───── DATA LISTING ─────

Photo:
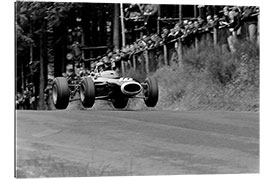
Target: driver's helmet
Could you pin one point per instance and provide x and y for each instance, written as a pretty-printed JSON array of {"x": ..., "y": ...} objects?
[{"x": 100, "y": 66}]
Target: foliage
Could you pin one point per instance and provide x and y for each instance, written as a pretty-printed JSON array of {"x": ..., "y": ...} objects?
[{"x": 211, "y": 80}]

─────
───── DATA LISTING ─────

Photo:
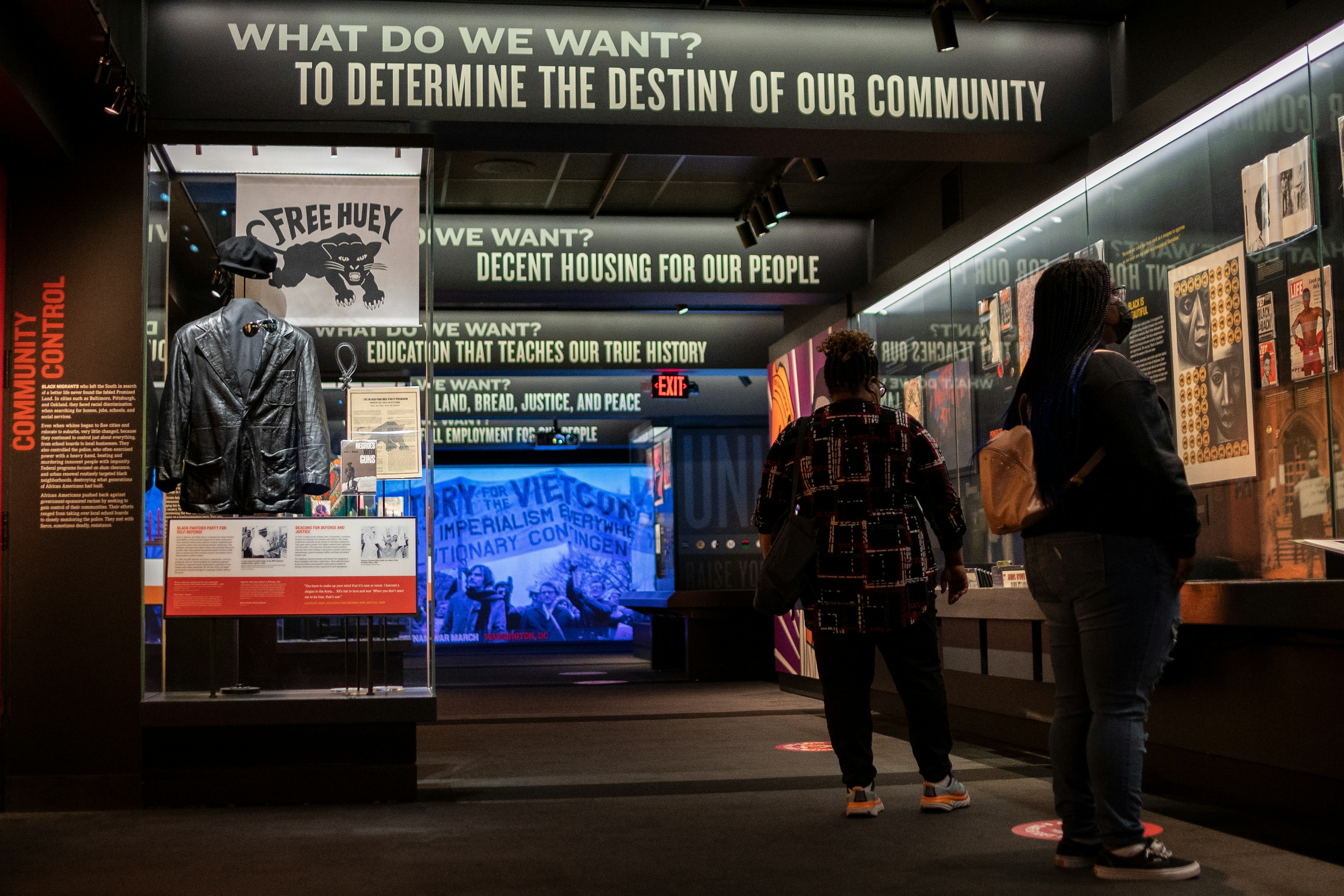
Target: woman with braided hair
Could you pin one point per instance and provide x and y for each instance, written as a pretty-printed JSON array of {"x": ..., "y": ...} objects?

─────

GIVEN EXERCISE
Show every line in the rows above that contains the word "Target", and treat uppercase and lowercase as different.

ANSWER BELOW
Target: driver's helmet
Target: foliage
Target: woman with braided hair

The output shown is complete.